00:04:43:19 - 00:05:03:04
Joel Moses
It's interesting you mentioned that. So on one side you have the traditional methods of routing, which are very much based around same input, same output, Meaning I've got a metric and I'm measuring the metric, and then I'm trying to balance that metric against the output that I want to achieve. And literally it's like putting a ruler up against something, right?

00:05:03:07 - 00:05:33:14
Joel Moses
And then creating an outcome that directs the ruler, you know, the measurement up and down the ruler based on need. But now we've got like similar same output, but it's probably similar output unless the model version changed, unless the prompt drifted, unless the context window filled up, unless the temperature got bumped, unless there's some built in problem with the model that, you know, sends it in one direction and inclines it towards releasing data that should be held private.

00:05:33:15 - 00:05:58:00
Joel Moses
And we're still trying to measure that with tools that are designed for certainty. We're trying to measure uncertainty, probabilistic things with tools that are designed for certainty. It's like trying to measure a fog with a ruler. Right? And I think that that's probably the root of this issue, and that we're going to need to get a lot better on the model routing side.

00:05:58:03 - 00:06:00:04
Joel Moses
That's very clear to me.

00:06:00:07 - 00:06:22:24
Lori MacVittie
Yes, yes. And I think you hit on it, right. Load balancing is not routing. To be fair, routing was never load balancing in the first place. Right?

Joel Moses
True.

• Exercise 1: Reproduce the part of the transcript on model routing that opens with the words "00:05:03:07 - 00:05:33:14" and closes with "be held private.".
• Exercise 2: Condense the paragraph of the transcript on model routing that begins "And then creating an outcome" into a shorter version that keeps its main points.
• Exercise 3: Write a continuation of the transcript on model routing, starting after its final line.
The data placed after this transcript are not needed.

• Given material:
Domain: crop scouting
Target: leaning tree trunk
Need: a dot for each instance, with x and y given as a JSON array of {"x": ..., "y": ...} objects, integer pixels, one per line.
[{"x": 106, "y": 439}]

• Final answer 1:
00:05:03:07 - 00:05:33:14
Joel Moses
And then creating an outcome that directs the ruler, you know, the measurement up and down the ruler based on need. But now we've got like similar same output, but it's probably similar output unless the model version changed, unless the prompt drifted, unless the context window filled up, unless the temperature got bumped, unless there's some built in problem with the model that, you know, sends it in one direction and inclines it towards releasing data that should be held private.

• Final answer 2: Traditional routing moves the measurement up and down the ruler according to need. With models, the output is only probably similar. It can change if the model version changes, the prompt drifts, the context window fills up, or the temperature is raised. A built-in flaw in the model can also push it toward releasing data that should stay private.

• Final answer 3:
Lori MacVittie
It was about how do I pick the next, you know, next path.

Joel Moses
That's right.

Lori MacVittie
Well, not the next path, the next destination. We do that in the network. We do that at applications.

00:06:22:24 - 00:06:44:28
Lori MacVittie
We do that throughout the entire stack, actually. Model routing implies a lot more, which you just pulled out, right. This is not about distribution anymore, which is the role of load balancing; it's about control. It's about controlling the traffic and where it goes based on 100 different variables, many of which we still don't know how to measure.

00:06:45:02 - 00:07:16:13
Joel Moses
True. I also think there's a vocabulary change necessary. Instead of thinking distribute, optimize, and failover, which is kind of the stock in trade for a lot of the systems that do this type of thing, this type of delivery control. Now you have to get into, evaluate, decide, and justify. Right? Which are different things, fundamentally different operations. And, you know, that's an area definitely that we need to improve technologically.

00:07:16:15 - 00:07:38:24
Joel Moses
So it doesn't surprise me, I guess, that only 17% are identifying model routing at this point. I think people aren't really thinking about necessarily the number of models that they have in their toolkit. When it rises past two digits, I think people are really going to start getting interested in this area. But I think people kind of undersell. Like it's good to look at the inputs and outputs,

00:07:38:25 - 00:07:51:12
Joel Moses
absolutely. But looking at the input and choosing the right model to surface the correct output is, I think, the next order of business for what we've got to achieve in AI.

00:07:51:14 - 00:08:20:02
Lori MacVittie
Yes, I like to call them decision point, now. They're points where decisions are made and those decisions are: which model is best for this request?

Joel Moses
Right.

Lori MacVittie
Which is a way different question than this class of requests, which is usually how we look at it, right? Z- scalability is about, right, looking at the request itself, but it's also this request is a class and it's the same and it doesn't really matter.

00:08:20:03 - 00:08:56:12
Lori MacVittie
So.

Joel Moses
Right.

Lori MacVittie
It's all interesting, but most organizations haven't gotten there yet. You're right.

Joel Moses
Yeah.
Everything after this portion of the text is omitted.